Given text
— BEGIN —

It's not clear to me what the expected output of this test is supposed
to be.  Could you add a comment explaining what the simplifycfg pass is
supposed to be doing here.

> +define void @_Z9chk1D_512v() #0 {
> +entry:
> +  %a0 = alloca i32, align 4
> +  %b0 = alloca i32, align 4
> +  %c0 = alloca i32, align 4
> +  %d0 = alloca i32, align 4
> +  %a1 = alloca i32, align 4
> +  %b1 = alloca i32, align 4
> +  %c1 = alloca i32, align 4
> +  %d1 = alloca i32, align 4
> +  %data = alloca i32, align 4
> +  %0 = load i32* %a0, align 4
> +  %1 = load i32* %b0, align 4
> +  %cmp = icmp ne i32 %0, %1
> +  br i1 %cmp, label %land.lhs.true, label %if.end
> +
> +land.lhs.true:                                    ; preds = %entry
> +  %2 = load i32* %c0, align 4
> +  %3 = load i32* %d0, align 4
> +  %cmp1 = icmp ne i32 %2, %3
> +  br i1 %cmp1, label %if.then, label %if.end
> +
> +if.then:                                          ; preds = %land.lhs.true
> +  store i32 1, i32* %data, align 4
> +  br label %if.end
> +
> +if.end:                                           ; preds = %if.then, %land.lhs.true, %entry
> +  %4 = load i32* %a1, align 4
> +  %5 = load i32* %b1, align 4
> +  %cmp2 = icmp ne i32 %4, %5
> +  br i1 %cmp2, label %land.lhs.true3, label %if.end6
> +
> +land.lhs.true3:                                   ; preds = %if.end
> +  %6 = load i32* %c1, align 4
> +  %7 = load i32* %d1, align 4
> +  %cmp4 = icmp ne i32 %6, %7
> +  br i1 %cmp4, label %if.then5, label %if.end6
> +
> +if.then5:                                         ; preds = %land.lhs.true3
> +  store i32 1, i32* %data, align 4
> +  br label %if.end6
> +
> +if.end6:                                          ; preds = %if.then5, %land.lhs.true3, %if.end
> +  ret void
> +}
> Index: test/Transforms/SimplifyCFG/R600/parallelandifcollapse.ll
> ===================================================================
> --- test/Transforms/SimplifyCFG/R600/parallelandifcollapse.ll	(revision 0)
> +++ test/Transforms/SimplifyCFG/R600/parallelandifcollapse.ll	(revision 0)
> @@ -0,0 +1,58 @@
> +; Function Attrs: nounwind
> +; RUN: opt < %s -mtriple=r600-unknown-linux-gnu -simplifycfg -basicaa -S | FileCheck %s
> +; CHECK: or i1
> +; CHECK-NEXT: br
> +; CHECK: br
> +; CHECK: ret

Same thing here, a comment explaining what the expected output should be
would be helpful.

— END —

Data
— BEGIN —

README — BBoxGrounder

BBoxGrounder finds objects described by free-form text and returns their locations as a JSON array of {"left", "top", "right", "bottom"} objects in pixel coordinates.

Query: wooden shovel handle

— END —

What this task involves
Repeat everything in the code review text from "It's not clear" down to "be doing here.", keeping each character unchanged.

Written answer
It's not clear to me what the expected output of this test is supposed
to be.  Could you add a comment explaining what the simplifycfg pass is
supposed to be doing here.